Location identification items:
________

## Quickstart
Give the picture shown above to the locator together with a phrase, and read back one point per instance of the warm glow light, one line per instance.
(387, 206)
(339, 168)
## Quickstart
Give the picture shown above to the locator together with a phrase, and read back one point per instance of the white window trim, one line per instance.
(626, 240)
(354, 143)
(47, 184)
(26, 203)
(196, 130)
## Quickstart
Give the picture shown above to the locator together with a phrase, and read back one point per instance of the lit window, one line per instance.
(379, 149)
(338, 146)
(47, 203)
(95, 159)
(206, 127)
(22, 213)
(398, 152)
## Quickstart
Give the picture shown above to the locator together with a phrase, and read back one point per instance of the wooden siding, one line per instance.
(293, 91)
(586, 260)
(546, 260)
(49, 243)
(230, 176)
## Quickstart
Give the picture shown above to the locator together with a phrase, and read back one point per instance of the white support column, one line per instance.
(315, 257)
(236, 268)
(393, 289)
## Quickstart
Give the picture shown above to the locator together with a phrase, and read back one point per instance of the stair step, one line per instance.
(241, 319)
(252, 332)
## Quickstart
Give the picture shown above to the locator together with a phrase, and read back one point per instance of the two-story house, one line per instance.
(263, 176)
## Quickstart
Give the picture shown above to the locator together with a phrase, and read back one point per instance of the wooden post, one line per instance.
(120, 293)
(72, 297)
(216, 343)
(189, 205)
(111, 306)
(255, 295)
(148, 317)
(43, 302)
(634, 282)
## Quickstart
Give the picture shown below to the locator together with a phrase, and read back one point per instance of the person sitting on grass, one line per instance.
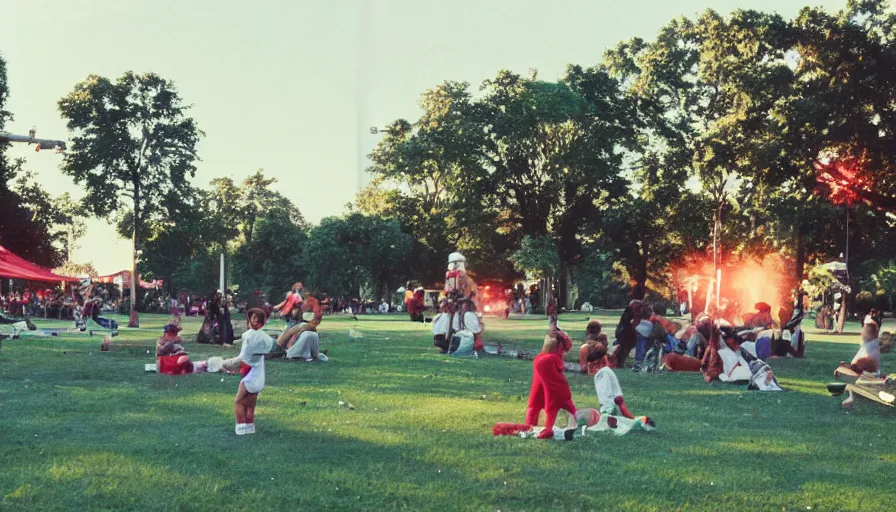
(255, 344)
(301, 341)
(455, 317)
(91, 310)
(592, 331)
(17, 323)
(416, 305)
(598, 355)
(550, 390)
(170, 342)
(725, 360)
(867, 359)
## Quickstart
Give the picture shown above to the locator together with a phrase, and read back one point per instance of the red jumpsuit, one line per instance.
(550, 391)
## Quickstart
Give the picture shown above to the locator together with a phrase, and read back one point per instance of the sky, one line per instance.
(293, 87)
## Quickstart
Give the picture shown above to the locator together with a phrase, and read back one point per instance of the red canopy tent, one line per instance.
(14, 267)
(124, 278)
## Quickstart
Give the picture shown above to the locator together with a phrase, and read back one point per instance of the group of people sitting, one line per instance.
(715, 348)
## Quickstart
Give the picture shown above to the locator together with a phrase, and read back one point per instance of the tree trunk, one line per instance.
(841, 316)
(134, 320)
(800, 255)
(562, 284)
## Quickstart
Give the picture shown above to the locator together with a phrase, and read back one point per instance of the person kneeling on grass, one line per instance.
(867, 359)
(456, 318)
(726, 361)
(550, 390)
(301, 342)
(256, 343)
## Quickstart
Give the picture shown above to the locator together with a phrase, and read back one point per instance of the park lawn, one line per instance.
(85, 430)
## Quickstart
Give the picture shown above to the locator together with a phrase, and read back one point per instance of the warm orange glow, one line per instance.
(745, 281)
(840, 179)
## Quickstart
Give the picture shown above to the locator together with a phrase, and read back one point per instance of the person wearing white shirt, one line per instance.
(256, 343)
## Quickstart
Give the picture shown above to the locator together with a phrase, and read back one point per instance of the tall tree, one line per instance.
(132, 144)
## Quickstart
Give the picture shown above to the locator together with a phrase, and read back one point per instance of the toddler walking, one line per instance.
(256, 343)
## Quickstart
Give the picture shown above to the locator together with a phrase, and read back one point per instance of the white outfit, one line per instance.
(471, 322)
(870, 349)
(307, 344)
(255, 345)
(607, 386)
(736, 368)
(441, 322)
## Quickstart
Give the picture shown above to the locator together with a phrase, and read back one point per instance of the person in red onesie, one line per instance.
(550, 391)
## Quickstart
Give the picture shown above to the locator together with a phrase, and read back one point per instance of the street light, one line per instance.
(29, 139)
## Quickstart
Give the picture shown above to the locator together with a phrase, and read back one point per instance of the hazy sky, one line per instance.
(294, 86)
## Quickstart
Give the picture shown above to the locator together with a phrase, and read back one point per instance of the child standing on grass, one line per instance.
(256, 343)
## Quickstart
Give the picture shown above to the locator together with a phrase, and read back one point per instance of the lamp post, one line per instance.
(31, 138)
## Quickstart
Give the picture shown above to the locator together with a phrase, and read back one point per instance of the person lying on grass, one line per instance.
(550, 390)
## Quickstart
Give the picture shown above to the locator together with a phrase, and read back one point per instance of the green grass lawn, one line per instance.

________

All of the entries need to be transcribed word for word; pictures are left out.

FULL ANSWER ->
## Quickstart
Give the picture shown above to the locator together with a phrase, and read back one point per instance of the warm glow light, one line per instance.
(387, 206)
(339, 168)
## Quickstart
Give the picture shown above to the locator together with a phrase, and read back one point per instance of the white window trim, one line per instance.
(626, 240)
(354, 143)
(47, 184)
(26, 203)
(196, 130)
## Quickstart
Give the picture shown above to the locator together with a phrase, and read back one point per instance of the lit window, one line per instance.
(379, 149)
(338, 146)
(47, 203)
(95, 159)
(206, 127)
(22, 213)
(398, 152)
## Quickstart
Give the picture shown above to the locator together with a phrase, and read back one point per instance of the wooden siding, one line per instance.
(293, 91)
(586, 260)
(546, 260)
(49, 243)
(230, 176)
## Quickstart
Give the picture shown above to the locator together with a phrase, and read back one point per instance of the white support column, one line per instance.
(315, 257)
(236, 268)
(393, 289)
## Quickstart
Give the picture shown above to the locator together with a phrase, and read back one point per instance of the stair step, one line per instance.
(241, 319)
(252, 332)
## Quickstart
Give the picture shown above to the locator together with a phrase, and read back one point per instance of the two-story house, one line per instance.
(263, 176)
## Quickstart
Give the picture shown above to the locator together with a phrase, and read back one point per instance of the wooden post, one line per instance.
(120, 293)
(72, 297)
(216, 343)
(189, 205)
(111, 306)
(255, 295)
(148, 317)
(43, 302)
(634, 282)
## Quickstart
Give the picture shown below to the locator together with a phrase, and read back one point per instance of the person sitting on grass, one line per instance.
(255, 344)
(301, 341)
(455, 317)
(91, 310)
(592, 331)
(17, 323)
(416, 305)
(598, 355)
(550, 390)
(170, 342)
(725, 360)
(867, 359)
## Quickstart
Give the picture shown above to the locator together with a phrase, and read back one point per instance of the red jumpsuit, one line per instance.
(550, 391)
## Quickstart
Give the picture shown above to the locator together with a phrase, and read back one point per instance of the sky, one line per instance.
(293, 87)
## Quickstart
Give the picture shown above to the locator together with a phrase, and read back one point per instance of the red canopy tent, one line per instance.
(14, 267)
(124, 278)
## Quickstart
Give the picture shown above to the locator together with a phrase, and read back one point per instance of the group of people sitting, one line per instance.
(715, 348)
## Quickstart
Give the picture shown above to the locator together with a phrase, and read back one point per instance of the tree trunk, one line per instance.
(841, 316)
(134, 320)
(800, 255)
(562, 284)
## Quickstart
Give the picture shown above to the locator together with a phrase, and read back one point per instance of the person kneeling on grass, one line per instance.
(867, 359)
(456, 318)
(726, 361)
(550, 390)
(301, 342)
(256, 343)
## Quickstart
Give the picture shown above to the locator together with a phrase, and read back one point per instance of the park lawn, one line per instance.
(85, 430)
## Quickstart
Give the picture shown above to the locator together with a phrase, and read back one point per instance of the warm orange glow, one line per instance.
(745, 281)
(840, 179)
## Quickstart
Give the picture shown above to the locator together with a phrase, and read back one point per instance of the person wearing white shirt, one line per instance.
(256, 343)
## Quickstart
Give the picture shown above to the locator together with a phrase, and read back one point per instance of the tall tree, one line per instance.
(132, 144)
## Quickstart
Give the picture shown above to the locator together with a phrase, and read back one point per instance of the toddler walking, one line per instance.
(256, 343)
## Quickstart
Give the picture shown above to the locator together with a phrase, and read back one point per instance of the white outfit, one line per instance.
(471, 322)
(870, 349)
(307, 344)
(255, 345)
(607, 386)
(736, 368)
(441, 322)
## Quickstart
Give the picture shown above to the locator together with a phrase, and read back one point per instance of the person in red onesie, one line per instance.
(550, 391)
## Quickstart
Give the picture shown above to the locator together with a phrase, and read back one point per instance of the street light, one line per instance.
(29, 139)
## Quickstart
Give the picture shown above to the locator together with a phrase, and read back one point per instance of the hazy sky, one line per instance.
(294, 86)
## Quickstart
Give the picture shown above to the locator together with a phrase, and read back one point per instance of the child standing on grass, one line per instance.
(256, 343)
## Quickstart
Give the picture shown above to the locator together with a phrase, and read back one point per instance of the lamp post, one line per instance.
(31, 138)
## Quickstart
Give the picture shown above to the locator together with a phrase, and read back one point per instance of the person lying on grass, one line per instance.
(550, 390)
## Quickstart
Give the picture shown above to the locator together with a phrase, and read back one point per instance of the green grass lawn, one line per instance.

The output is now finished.